*RECORDS FOR THIS TASK*:
[start]

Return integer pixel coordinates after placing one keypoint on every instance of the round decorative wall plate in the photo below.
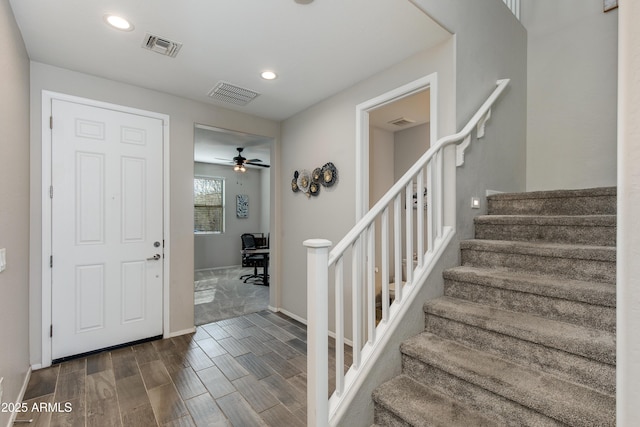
(304, 180)
(329, 174)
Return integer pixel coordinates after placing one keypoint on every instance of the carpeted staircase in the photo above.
(525, 332)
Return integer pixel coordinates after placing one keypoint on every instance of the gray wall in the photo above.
(222, 250)
(409, 145)
(183, 115)
(14, 208)
(628, 268)
(326, 132)
(490, 44)
(572, 68)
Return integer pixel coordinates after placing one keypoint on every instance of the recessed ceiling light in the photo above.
(118, 22)
(268, 75)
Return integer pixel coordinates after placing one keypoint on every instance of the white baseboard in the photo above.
(293, 316)
(182, 332)
(23, 390)
(218, 268)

[end]

*WORK TO DO*: Recast every row above as a JSON list of strings, one string per line, skipping blank lines and leaving out the pictures.

*ANSWER TO THE EXERCISE*:
[
  "Return integer pixel coordinates after placing one keypoint on every instance of the round decorative wall plate in the photo below.",
  "(304, 180)",
  "(329, 174)",
  "Return integer pixel coordinates after placing one keypoint on every instance of the carpeted staircase in the photo above.",
  "(525, 332)",
  "Return integer pixel coordinates after placing one keypoint on every instance of the gray wall in the photo above.",
  "(222, 250)",
  "(409, 145)",
  "(183, 115)",
  "(14, 208)",
  "(628, 268)",
  "(326, 132)",
  "(490, 44)",
  "(572, 68)",
  "Return integer pixel coordinates after placing one keypoint on every instance of the recessed ceiling light in the photo above.",
  "(118, 22)",
  "(268, 75)",
  "Return integer pixel coordinates after placing one keypoint on every instance of the white baseboard in the photo above.",
  "(293, 316)",
  "(182, 332)",
  "(23, 390)",
  "(218, 268)"
]